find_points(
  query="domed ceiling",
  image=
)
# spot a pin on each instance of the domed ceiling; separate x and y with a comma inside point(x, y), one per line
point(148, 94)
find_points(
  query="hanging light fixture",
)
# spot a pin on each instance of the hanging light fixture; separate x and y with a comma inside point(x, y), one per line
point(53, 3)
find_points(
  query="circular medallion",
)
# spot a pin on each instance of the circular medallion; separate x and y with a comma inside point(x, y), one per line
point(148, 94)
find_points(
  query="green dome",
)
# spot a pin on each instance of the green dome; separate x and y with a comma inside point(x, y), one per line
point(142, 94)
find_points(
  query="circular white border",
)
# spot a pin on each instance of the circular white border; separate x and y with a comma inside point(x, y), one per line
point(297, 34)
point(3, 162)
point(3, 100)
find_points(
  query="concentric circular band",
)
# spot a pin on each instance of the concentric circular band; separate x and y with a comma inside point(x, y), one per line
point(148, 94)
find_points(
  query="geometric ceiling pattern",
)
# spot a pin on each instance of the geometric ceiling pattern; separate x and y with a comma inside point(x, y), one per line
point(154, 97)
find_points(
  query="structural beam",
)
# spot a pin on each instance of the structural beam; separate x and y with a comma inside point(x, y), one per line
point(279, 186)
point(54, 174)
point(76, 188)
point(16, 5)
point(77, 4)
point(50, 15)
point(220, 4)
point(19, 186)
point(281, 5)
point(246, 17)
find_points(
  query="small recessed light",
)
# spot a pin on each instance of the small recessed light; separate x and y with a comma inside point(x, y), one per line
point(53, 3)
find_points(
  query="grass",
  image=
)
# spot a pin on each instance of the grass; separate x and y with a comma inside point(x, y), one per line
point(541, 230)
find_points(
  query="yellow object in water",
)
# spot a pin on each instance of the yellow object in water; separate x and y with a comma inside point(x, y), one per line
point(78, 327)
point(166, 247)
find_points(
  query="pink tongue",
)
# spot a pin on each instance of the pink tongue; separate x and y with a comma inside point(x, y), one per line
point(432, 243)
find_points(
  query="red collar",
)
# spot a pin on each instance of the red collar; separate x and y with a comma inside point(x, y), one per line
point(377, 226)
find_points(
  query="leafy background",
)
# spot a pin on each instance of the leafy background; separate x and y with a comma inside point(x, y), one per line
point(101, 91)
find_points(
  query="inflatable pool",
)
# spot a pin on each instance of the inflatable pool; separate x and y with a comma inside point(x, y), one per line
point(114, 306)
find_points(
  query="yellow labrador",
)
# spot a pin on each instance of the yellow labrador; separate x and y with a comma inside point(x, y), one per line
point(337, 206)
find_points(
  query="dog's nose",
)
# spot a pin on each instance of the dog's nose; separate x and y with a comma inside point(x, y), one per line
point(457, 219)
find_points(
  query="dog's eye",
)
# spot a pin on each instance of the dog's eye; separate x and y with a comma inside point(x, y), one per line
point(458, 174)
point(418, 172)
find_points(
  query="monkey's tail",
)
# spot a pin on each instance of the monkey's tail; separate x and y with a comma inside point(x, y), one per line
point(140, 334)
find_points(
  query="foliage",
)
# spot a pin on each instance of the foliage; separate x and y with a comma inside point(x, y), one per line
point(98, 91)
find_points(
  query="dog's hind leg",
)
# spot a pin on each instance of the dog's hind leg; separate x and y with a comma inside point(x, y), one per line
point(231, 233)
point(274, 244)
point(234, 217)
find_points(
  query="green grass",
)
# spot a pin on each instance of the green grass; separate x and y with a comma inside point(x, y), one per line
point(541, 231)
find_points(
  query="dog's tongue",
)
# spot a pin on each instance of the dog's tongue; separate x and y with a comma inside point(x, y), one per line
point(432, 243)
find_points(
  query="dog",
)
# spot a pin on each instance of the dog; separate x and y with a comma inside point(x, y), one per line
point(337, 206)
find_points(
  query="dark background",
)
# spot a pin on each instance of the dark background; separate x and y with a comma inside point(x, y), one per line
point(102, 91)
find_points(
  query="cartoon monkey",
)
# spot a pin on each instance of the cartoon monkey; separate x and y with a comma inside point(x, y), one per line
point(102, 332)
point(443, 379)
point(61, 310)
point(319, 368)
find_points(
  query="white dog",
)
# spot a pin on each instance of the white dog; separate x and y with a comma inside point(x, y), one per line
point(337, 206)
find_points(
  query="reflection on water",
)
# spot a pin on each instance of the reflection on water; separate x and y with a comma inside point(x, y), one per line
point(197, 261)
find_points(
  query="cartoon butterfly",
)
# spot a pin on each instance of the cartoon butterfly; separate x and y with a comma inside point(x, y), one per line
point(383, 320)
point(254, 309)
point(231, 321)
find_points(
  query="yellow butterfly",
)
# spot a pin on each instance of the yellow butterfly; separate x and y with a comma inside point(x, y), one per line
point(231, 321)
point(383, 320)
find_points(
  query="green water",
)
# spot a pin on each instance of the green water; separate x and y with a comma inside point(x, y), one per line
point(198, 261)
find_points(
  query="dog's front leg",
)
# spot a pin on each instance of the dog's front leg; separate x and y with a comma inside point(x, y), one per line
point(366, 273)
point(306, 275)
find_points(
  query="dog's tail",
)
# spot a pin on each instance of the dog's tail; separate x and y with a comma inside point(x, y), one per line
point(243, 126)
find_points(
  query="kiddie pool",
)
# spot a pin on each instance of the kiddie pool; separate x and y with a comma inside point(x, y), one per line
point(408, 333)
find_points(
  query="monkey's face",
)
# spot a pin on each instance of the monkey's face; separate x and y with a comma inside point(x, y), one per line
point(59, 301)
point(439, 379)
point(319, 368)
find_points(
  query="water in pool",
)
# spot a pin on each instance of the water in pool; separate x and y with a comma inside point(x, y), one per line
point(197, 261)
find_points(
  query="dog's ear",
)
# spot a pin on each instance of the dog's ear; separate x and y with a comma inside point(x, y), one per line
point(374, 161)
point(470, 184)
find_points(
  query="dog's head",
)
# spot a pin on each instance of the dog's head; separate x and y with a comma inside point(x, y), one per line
========
▶ DESCRIPTION OF THE TASK
Can you copy out every one of the entries above line for line, with no changes?

▶ OUTPUT FOR THIS TASK
find_points(
  query="domed ceiling",
  image=
)
# spot a pin on each instance of the domed ceiling; separate x and y with a comma inside point(x, y), one per line
point(148, 94)
find_points(
  query="hanging light fixture",
)
# spot a pin on each instance of the hanging light fixture; separate x and y with a comma inside point(x, y), one per line
point(53, 3)
find_points(
  query="circular medallion",
)
# spot a pin on each instance of the circular medallion; separate x and y with a comma inside point(x, y), one per line
point(148, 94)
find_points(
  query="green dome",
)
# spot a pin on each instance of the green dome; separate x and y with a comma inside point(x, y), one per line
point(142, 94)
find_points(
  query="circular white border",
)
# spot a pin on each instance of the circular white border; separate x and y with a comma inside point(x, y), one per line
point(297, 34)
point(3, 162)
point(3, 100)
find_points(
  query="concentric circular band",
)
# spot a pin on each instance of the concentric circular band; separate x and y with a comma inside point(x, y), one per line
point(148, 94)
find_points(
  query="geometric ceiling pattern",
)
# spot a pin on each instance of the geometric ceiling pattern; separate x and y with a comma inside point(x, y), one per line
point(154, 97)
find_points(
  query="structural beam",
)
# spot a pin on each instance of the structural beam; separate x and y with a comma inside point(x, y), one per line
point(279, 186)
point(54, 174)
point(76, 188)
point(16, 5)
point(77, 4)
point(50, 15)
point(220, 4)
point(19, 186)
point(281, 5)
point(246, 17)
find_points(
  query="small recessed light",
)
# spot a pin on each instance of the small recessed light; separate x and y with a comma inside point(x, y), one per line
point(53, 3)
find_points(
  query="grass",
  image=
)
# spot a pin on each instance of the grass; separate x and y with a comma inside point(x, y), one per line
point(541, 230)
find_points(
  query="yellow object in water",
)
# spot a pin on each instance of the yellow object in water; separate x and y with a comma inside point(x, y), one per line
point(78, 327)
point(166, 247)
find_points(
  query="pink tongue",
)
# spot a pin on each instance of the pink tongue; separate x and y with a comma inside point(x, y), one per line
point(432, 243)
find_points(
  query="red collar",
)
# spot a pin on each instance of the red collar; separate x and y with a comma inside point(x, y), one per line
point(377, 226)
find_points(
  query="leafy background",
)
# spot a pin on each instance of the leafy background; separate x and y with a comma inside point(x, y), one per line
point(101, 91)
find_points(
  query="inflatable pool",
)
# spot a pin on each instance of the inflatable pool; separate x and y with a comma inside point(x, y), one per line
point(114, 306)
find_points(
  query="yellow labrador",
)
# spot a pin on each instance of the yellow labrador; separate x and y with a comma inside point(x, y), one per line
point(337, 206)
find_points(
  query="dog's nose",
)
# spot a pin on each instance of the dog's nose; separate x and y with a comma inside point(x, y), one per line
point(457, 219)
find_points(
  query="dog's eye",
)
# spot a pin on each instance of the dog's eye; separate x and y with a comma inside point(x, y), one per line
point(458, 174)
point(418, 172)
find_points(
  query="monkey's tail",
)
# spot a pin on each instance of the monkey's tail; separate x and y with a comma inside point(x, y), one per line
point(140, 334)
find_points(
  query="foliage",
)
# spot a pin on each instance of the foliage; separate x and y with a comma inside point(x, y), one per line
point(98, 91)
find_points(
  query="dog's hind leg",
)
# spot a pin on each instance of the dog's hind leg; separate x and y with a comma inside point(x, y), one per line
point(231, 233)
point(274, 244)
point(234, 217)
find_points(
  query="green grass",
)
# spot a pin on each instance of the green grass; separate x and y with a comma inside point(x, y), one per line
point(541, 231)
find_points(
  query="dog's tongue",
)
# spot a pin on each instance of the dog's tongue; separate x and y with a comma inside point(x, y), one per line
point(432, 243)
find_points(
  query="dog",
)
# spot a pin on each instance of the dog; separate x and y with a comma inside point(x, y), one per line
point(337, 206)
find_points(
  query="dark background",
)
# spot a pin on each instance of the dark background; separate x and y with a comma inside point(x, y), one per line
point(102, 91)
find_points(
  query="cartoon monkey",
)
# spot a pin on each instance of the cartoon monkey; separate x and y with a comma inside point(x, y), one per line
point(102, 332)
point(443, 379)
point(61, 310)
point(319, 368)
find_points(
  query="white dog",
)
# spot a pin on each instance of the white dog; separate x and y with a comma inside point(x, y), one per line
point(337, 206)
find_points(
  query="reflection on water",
)
# spot a pin on each instance of the reflection on water; separate x and y with a comma inside point(x, y), one per line
point(197, 261)
find_points(
  query="cartoon butterfly",
)
# spot a pin on each instance of the cartoon butterfly; separate x and y with a comma inside point(x, y), one per line
point(383, 320)
point(254, 309)
point(231, 321)
find_points(
  query="yellow butterfly",
)
# spot a pin on each instance of the yellow butterfly; separate x and y with a comma inside point(x, y), one per line
point(231, 321)
point(383, 320)
find_points(
  query="green water",
)
# spot a pin on each instance of the green water; separate x and y with a comma inside point(x, y), one per line
point(198, 261)
find_points(
  query="dog's front leg",
)
# spot a pin on each instance of the dog's front leg; separate x and y with a comma inside point(x, y), one per line
point(366, 273)
point(306, 275)
find_points(
  query="dog's tail",
)
# spot a pin on each instance of the dog's tail; separate x and y with a comma inside point(x, y), one per line
point(243, 126)
find_points(
  query="kiddie pool",
)
# spot a pin on each instance of the kiddie pool; separate x and y with a comma inside point(x, y), one per line
point(408, 333)
find_points(
  query="monkey's face",
)
# spot a pin on each instance of the monkey's face; separate x and y with a comma inside point(x, y), one per line
point(59, 301)
point(439, 379)
point(319, 368)
find_points(
  query="water in pool",
)
# spot a pin on each instance of the water in pool; separate x and y with a comma inside point(x, y), one per line
point(197, 261)
find_points(
  query="dog's ear",
)
# spot a pin on each instance of the dog's ear; separate x and y with a comma inside point(x, y), one per line
point(374, 161)
point(470, 184)
find_points(
  query="dog's head",
)
# spot a pin on each instance of the dog's head; separate x and y with a comma inside point(x, y), one per line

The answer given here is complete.